* _What you need to do_
Copy the text about Tulsi Gabbard's break with the Democratic Party word for word, everything from "In a YouTube" down to "later dropped it.".

* _Document section_
━━━━━━━━

By 2022, she was done with the Democratic Party
By 2022, Tulsi Gabbard stopped trying to square herself with the Democratic Party. Through a video on X, Gabbard announced, "I can no longer remain in today's Democratic Party that is under the complete control of an elitist cabal of warmongers who are driven by cowardly wokeness, who divide us by racializing every issue and stoking anti-white racism."
In a YouTube interview with Megyn Kelly, she accused Democratic leaders of working against her during her 2020 campaign and trying to smear her reputation. The biggest blowup came in 2019 when Hillary Clinton, according to Fox, publicly suggested that Russia was "grooming" Gabbard as a spoiler candidate to help Trump. Gabbard rejected that at the time as baseless and defamatory. As PBS reported, she even filed a defamation lawsuit over the remarks — then later dropped it.
The signs of her political migration had been showing up well before the formal exit. In December 2020, she introduced a bill that would effectively bar transgender women and girls from competing in women's sports, according to Time. She went on to suggest that Florida's "Don't Say Gay" legislation did not go far enough in restricting speech about sexual orientation and gender identity in schools, as GLAAD reported. By 2022, she was speaking at the Conservative Political Action Conference (CPAC) alongside openly anti-LGBTQ+ politicians (via Politico).
Her shift to the GOP was cemented in 2024 with her Trump endorsement
Tulsi Gabbard made her biggest break with her old political identity yet, and it came with a new, slightly awkward alliance. In August 2024, she endorsed Donald Trump for president while speaking at a National Guard Association conference in Detroit. "This administration has us facing multiple wars on multiple fronts in regions around the world and closer to the brink of nuclear war than we ever have been before," she said (via The Guardian). She promised to do everything she could to put Trump back in the White House, framing him as the only candidate serious about pulling the country back from the edge of conflict.
According to CBS, Trump's campaign announced the next day that Gabbard had been brought onto his presidential transition team, the group responsible for laying the groundwork for a potential second term. A spokesperson named her among the "powerful voices on the team." On October 22, 2024, at a Trump rally in North Carolina, Gabbard officially registered as a Republican.

━━━━━━━━

* _Information provided_
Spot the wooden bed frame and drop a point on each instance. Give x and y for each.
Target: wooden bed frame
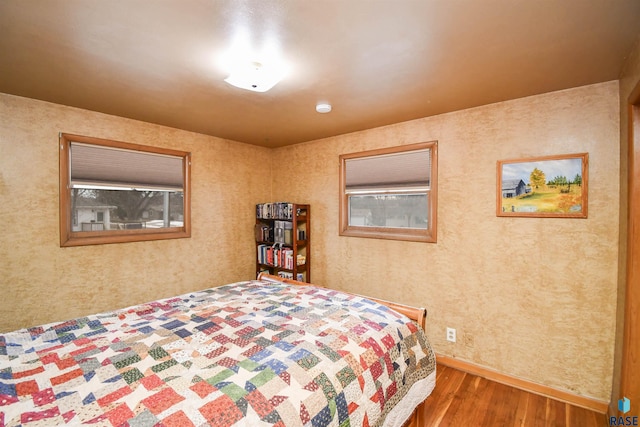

━━━━━━━━

* _Written answer_
In a YouTube interview with Megyn Kelly, she accused Democratic leaders of working against her during her 2020 campaign and trying to smear her reputation. The biggest blowup came in 2019 when Hillary Clinton, according to Fox, publicly suggested that Russia was "grooming" Gabbard as a spoiler candidate to help Trump. Gabbard rejected that at the time as baseless and defamatory. As PBS reported, she even filed a defamation lawsuit over the remarks — then later dropped it.